**SECCIÓN DE TEXTO:**
El pecado es el fruto agrio de nuestras vidas. La experiencia de las propias flaquezas está patente en la historia de la humanidad y en la de cada hombre. «Nadie se ve enteramente libre de su debilidad, de su soledad y de su servidumbre, sino que todos tienen necesidad de Cristo, modelo, maestro, salvador y vivificador»8. Nuestros pecados están íntimamente relacionados con esa muerte del Hijo amado, de Jesús: Y, agarrándolo, lo echaron fuera de la viña y lo mataron.

Para producir los frutos de vida que Dios espera todos los días de cada uno (frutos de la caridad, del apostolado, del trabajo bien hecho...), necesitamos, en primer lugar, pedir al Señor y fomentar un santo aborrecimiento a todas las faltas, incluso las veniales, que ofenden a Dios. Los descuidos en la caridad, los juicios negativos sobre los demás, las impaciencias, los agravios guardados, la dispersión de los sentidos internos y externos, el trabajo mal hecho..., «hacen mucho daño al alma. —Por eso, “capite nobis vulpes parvulas, quae demolluntur vineas”, dice el Señor en el “Cantar de los Cantares”: cazad las pequeñas raposas que destruyen la viña»9. Es necesario que una y otra vez nos empeñemos en rechazar todo aquello que no es grato al Señor. El alma que aborrece el pecado venial deliberado, poco a poco va ganando en delicadeza y en finura en el trato con el Maestro.

**EJERCICIO BREVE A:**
Reescribe en forma de lista breve el párrafo del texto sobre el pecado que comienza con «Para producir los frutos de vida», conservando sus ideas principales.
**EJERCICIO BREVE B:**
Sustituye «Hijo amado» por «Hijo querido» al copiar del texto sobre el pecado la parte que se abre con las palabras «El pecado es» y se cierra con «y lo mataron.».

Algunas líneas:
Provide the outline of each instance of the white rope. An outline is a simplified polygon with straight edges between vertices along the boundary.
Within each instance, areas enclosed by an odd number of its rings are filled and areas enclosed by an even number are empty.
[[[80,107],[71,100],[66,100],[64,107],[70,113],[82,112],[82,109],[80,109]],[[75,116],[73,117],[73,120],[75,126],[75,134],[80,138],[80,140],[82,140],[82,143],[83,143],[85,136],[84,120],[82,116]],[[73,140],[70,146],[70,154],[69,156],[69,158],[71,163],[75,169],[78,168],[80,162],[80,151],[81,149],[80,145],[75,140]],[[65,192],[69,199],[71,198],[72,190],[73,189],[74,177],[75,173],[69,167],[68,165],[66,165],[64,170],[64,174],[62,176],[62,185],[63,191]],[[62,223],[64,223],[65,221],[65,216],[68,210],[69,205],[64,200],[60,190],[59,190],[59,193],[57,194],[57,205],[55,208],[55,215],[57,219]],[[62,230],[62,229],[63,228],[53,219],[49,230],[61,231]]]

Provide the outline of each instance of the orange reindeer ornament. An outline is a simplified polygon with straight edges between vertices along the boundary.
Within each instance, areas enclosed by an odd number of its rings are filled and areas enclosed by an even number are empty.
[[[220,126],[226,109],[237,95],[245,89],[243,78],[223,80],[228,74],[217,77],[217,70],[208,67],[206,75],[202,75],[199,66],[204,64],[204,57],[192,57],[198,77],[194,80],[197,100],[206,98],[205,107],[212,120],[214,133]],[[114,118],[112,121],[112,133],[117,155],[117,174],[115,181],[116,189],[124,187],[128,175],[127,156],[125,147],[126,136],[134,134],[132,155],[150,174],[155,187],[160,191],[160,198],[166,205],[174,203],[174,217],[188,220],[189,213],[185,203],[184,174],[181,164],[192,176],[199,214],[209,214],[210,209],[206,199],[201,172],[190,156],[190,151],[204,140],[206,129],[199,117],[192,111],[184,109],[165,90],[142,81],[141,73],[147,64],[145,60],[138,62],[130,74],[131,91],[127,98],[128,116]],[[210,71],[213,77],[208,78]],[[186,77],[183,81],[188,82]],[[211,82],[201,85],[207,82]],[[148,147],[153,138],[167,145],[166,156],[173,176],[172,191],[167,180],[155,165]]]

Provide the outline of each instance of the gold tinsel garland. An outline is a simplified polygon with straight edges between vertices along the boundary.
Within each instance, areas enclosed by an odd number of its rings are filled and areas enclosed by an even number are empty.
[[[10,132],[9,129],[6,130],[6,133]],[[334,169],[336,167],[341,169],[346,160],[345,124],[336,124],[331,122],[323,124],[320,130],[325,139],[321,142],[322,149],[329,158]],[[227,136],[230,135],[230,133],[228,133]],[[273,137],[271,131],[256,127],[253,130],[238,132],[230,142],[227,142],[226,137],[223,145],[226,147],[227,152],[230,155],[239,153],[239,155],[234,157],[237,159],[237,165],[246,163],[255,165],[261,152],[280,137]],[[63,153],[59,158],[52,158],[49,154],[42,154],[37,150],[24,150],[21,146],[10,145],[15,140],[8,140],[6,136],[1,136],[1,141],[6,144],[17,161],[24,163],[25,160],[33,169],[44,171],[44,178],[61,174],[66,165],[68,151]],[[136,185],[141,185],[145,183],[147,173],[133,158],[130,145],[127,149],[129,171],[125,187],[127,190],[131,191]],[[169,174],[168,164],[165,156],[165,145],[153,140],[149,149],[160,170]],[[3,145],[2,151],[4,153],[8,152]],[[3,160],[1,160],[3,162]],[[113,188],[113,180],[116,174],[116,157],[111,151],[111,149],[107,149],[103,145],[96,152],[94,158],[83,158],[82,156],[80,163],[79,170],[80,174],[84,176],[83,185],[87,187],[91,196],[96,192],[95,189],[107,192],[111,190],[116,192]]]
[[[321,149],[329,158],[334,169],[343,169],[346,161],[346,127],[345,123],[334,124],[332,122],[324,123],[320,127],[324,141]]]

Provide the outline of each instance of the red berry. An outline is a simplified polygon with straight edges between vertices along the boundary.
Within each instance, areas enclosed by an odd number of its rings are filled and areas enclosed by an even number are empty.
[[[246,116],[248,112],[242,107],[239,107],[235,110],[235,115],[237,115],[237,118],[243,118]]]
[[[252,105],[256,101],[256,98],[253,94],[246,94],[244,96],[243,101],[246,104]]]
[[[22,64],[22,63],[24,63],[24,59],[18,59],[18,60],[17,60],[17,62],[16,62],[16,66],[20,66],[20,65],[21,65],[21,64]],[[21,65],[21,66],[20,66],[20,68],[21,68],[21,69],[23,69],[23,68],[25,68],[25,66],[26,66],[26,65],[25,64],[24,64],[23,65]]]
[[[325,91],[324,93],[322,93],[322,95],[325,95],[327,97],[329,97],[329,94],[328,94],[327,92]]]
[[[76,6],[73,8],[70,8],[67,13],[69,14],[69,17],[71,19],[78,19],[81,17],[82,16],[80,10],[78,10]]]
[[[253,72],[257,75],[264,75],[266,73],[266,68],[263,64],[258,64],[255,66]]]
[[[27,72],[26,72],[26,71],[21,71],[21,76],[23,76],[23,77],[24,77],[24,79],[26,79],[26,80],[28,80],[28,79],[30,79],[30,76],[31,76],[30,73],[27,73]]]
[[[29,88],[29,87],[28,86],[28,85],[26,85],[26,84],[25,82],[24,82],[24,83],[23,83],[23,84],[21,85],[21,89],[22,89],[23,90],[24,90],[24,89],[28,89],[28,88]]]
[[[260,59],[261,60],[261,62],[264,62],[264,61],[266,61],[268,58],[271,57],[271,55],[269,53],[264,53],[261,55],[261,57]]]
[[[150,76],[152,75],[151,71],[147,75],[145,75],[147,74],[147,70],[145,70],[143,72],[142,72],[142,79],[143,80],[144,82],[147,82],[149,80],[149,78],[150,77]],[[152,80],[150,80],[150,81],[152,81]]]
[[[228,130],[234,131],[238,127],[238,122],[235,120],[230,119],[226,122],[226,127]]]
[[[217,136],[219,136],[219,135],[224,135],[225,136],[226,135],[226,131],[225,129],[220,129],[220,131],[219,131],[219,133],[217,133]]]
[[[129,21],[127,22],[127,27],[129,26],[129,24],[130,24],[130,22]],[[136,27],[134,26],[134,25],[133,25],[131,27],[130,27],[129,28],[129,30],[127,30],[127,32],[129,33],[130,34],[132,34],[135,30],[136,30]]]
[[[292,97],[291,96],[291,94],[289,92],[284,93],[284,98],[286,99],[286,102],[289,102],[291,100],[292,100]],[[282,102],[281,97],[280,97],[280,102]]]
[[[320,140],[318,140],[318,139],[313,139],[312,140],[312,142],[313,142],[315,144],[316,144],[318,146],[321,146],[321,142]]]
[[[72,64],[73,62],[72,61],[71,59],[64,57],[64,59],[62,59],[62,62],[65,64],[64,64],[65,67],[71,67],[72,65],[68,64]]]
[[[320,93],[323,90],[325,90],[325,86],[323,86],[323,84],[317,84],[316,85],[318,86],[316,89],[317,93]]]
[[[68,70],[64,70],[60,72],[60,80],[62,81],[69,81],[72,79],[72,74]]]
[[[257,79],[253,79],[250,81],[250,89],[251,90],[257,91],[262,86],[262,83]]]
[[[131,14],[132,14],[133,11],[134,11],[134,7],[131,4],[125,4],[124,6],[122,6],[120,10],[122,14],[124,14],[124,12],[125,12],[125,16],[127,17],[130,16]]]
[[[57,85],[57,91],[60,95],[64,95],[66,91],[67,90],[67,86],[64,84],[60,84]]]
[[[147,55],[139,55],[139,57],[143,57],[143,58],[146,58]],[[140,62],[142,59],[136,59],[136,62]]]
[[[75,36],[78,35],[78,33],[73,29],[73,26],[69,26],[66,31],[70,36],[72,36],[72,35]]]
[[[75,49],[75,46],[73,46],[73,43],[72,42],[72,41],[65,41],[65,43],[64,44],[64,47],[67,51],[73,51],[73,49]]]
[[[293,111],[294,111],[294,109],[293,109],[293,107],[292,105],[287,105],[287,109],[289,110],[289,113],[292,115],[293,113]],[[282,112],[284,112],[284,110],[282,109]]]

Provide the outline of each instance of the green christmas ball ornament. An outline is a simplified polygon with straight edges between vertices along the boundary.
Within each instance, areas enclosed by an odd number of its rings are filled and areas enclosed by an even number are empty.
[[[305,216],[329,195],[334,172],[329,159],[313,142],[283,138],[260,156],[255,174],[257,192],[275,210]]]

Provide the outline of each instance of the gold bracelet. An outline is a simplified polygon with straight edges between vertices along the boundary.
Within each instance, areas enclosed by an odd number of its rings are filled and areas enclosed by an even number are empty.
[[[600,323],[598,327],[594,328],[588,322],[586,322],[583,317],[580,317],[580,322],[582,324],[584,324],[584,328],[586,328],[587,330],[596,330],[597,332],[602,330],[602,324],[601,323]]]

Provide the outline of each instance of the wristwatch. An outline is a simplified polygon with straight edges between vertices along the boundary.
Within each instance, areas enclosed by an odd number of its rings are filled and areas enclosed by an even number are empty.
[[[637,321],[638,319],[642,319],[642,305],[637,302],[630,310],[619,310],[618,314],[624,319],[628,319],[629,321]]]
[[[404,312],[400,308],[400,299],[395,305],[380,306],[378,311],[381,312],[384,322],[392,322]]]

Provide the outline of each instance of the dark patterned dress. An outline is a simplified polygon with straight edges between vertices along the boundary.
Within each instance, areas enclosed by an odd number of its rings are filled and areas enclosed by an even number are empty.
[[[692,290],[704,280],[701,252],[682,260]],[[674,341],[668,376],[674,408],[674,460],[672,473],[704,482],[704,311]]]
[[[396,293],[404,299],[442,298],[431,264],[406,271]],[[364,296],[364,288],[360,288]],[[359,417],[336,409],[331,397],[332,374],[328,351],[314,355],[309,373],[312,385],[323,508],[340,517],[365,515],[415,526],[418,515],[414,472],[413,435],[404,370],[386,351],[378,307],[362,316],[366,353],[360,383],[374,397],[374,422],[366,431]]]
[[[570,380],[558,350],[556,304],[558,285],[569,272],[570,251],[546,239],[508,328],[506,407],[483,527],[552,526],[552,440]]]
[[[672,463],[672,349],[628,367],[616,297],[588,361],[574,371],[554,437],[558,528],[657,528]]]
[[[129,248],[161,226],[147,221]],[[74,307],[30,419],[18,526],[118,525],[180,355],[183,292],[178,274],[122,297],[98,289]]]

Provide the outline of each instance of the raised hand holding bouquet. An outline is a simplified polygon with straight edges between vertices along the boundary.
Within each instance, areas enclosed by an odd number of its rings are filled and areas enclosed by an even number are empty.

**RESPUESTA COMPLETA A:**
- Para dar los frutos de vida que Dios espera de cada uno (caridad, apostolado, trabajo bien hecho), hay que pedir al Señor y fomentar un santo aborrecimiento a todas las faltas que lo ofenden, incluso las veniales.
- Los descuidos en la caridad, los juicios negativos sobre los demás, las impaciencias, los agravios guardados, la dispersión de los sentidos y el trabajo mal hecho hacen mucho daño al alma.
- Por eso el Señor dice en el Cantar de los Cantares: cazad las pequeñas raposas que destruyen la viña.
- Hay que empeñarse una y otra vez en rechazar todo lo que no es grato al Señor.
- El alma que aborrece el pecado venial deliberado gana poco a poco delicadeza y finura en el trato con el Maestro.

**RESPUESTA COMPLETA B:**
El pecado es el fruto agrio de nuestras vidas. La experiencia de las propias flaquezas está patente en la historia de la humanidad y en la de cada hombre. «Nadie se ve enteramente libre de su debilidad, de su soledad y de su servidumbre, sino que todos tienen necesidad de Cristo, modelo, maestro, salvador y vivificador»8. Nuestros pecados están íntimamente relacionados con esa muerte del Hijo querido, de Jesús: Y, agarrándolo, lo echaron fuera de la viña y lo mataron.